Dataset START

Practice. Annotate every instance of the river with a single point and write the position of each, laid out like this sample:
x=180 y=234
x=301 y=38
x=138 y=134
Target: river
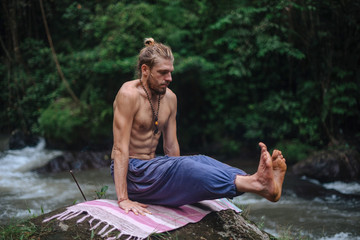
x=24 y=193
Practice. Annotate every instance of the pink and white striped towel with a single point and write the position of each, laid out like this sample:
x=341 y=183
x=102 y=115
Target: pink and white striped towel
x=113 y=219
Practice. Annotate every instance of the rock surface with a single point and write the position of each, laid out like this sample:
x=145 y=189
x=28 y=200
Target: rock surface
x=215 y=226
x=330 y=165
x=76 y=161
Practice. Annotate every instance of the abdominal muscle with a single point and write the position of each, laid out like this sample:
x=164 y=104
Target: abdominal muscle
x=143 y=147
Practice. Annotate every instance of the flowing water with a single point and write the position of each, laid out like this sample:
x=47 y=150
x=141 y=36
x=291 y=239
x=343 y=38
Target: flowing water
x=24 y=193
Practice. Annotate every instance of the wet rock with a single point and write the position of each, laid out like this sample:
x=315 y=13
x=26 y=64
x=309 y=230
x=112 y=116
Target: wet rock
x=215 y=226
x=19 y=140
x=76 y=161
x=331 y=165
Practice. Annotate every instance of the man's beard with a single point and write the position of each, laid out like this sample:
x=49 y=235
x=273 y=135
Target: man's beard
x=153 y=89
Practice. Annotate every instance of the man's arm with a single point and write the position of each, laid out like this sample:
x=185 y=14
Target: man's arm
x=171 y=144
x=124 y=112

Dataset END

What the task asks -> Reproduce, word for word, the lines of the data from the one that contains "x=341 y=183" to the end, both ends included.

Written response ->
x=341 y=183
x=102 y=115
Target: pink and white striped towel
x=113 y=219
Practice. Annotate every instance of the rock surface with a single point and write the position of each, laid out like this sample:
x=145 y=189
x=28 y=200
Target: rock surface
x=215 y=226
x=330 y=165
x=76 y=161
Practice. Annotate every instance of the abdominal muscle with a single point and write the position of each, laid out like this sample:
x=164 y=104
Target: abdominal muscle
x=143 y=147
Practice. Annotate every instance of the flowing water with a single point and write the position of each, laid out like this sample:
x=47 y=150
x=141 y=36
x=291 y=239
x=343 y=38
Target: flowing water
x=24 y=193
Practice. Annotate every instance of the wet rock with a single point and write the position of each, laid out like this sample:
x=315 y=13
x=26 y=64
x=309 y=230
x=112 y=116
Target: wet rock
x=215 y=226
x=19 y=140
x=76 y=161
x=331 y=165
Practice. Annotate every instance of the man's beard with a single point and write the position of each, laid out like this sample:
x=49 y=235
x=273 y=135
Target: man's beard
x=153 y=89
Practice. Annotate every instance of the man's arm with a single point and write the position of each, laid out like this sample:
x=185 y=14
Target: man's arm
x=171 y=144
x=124 y=112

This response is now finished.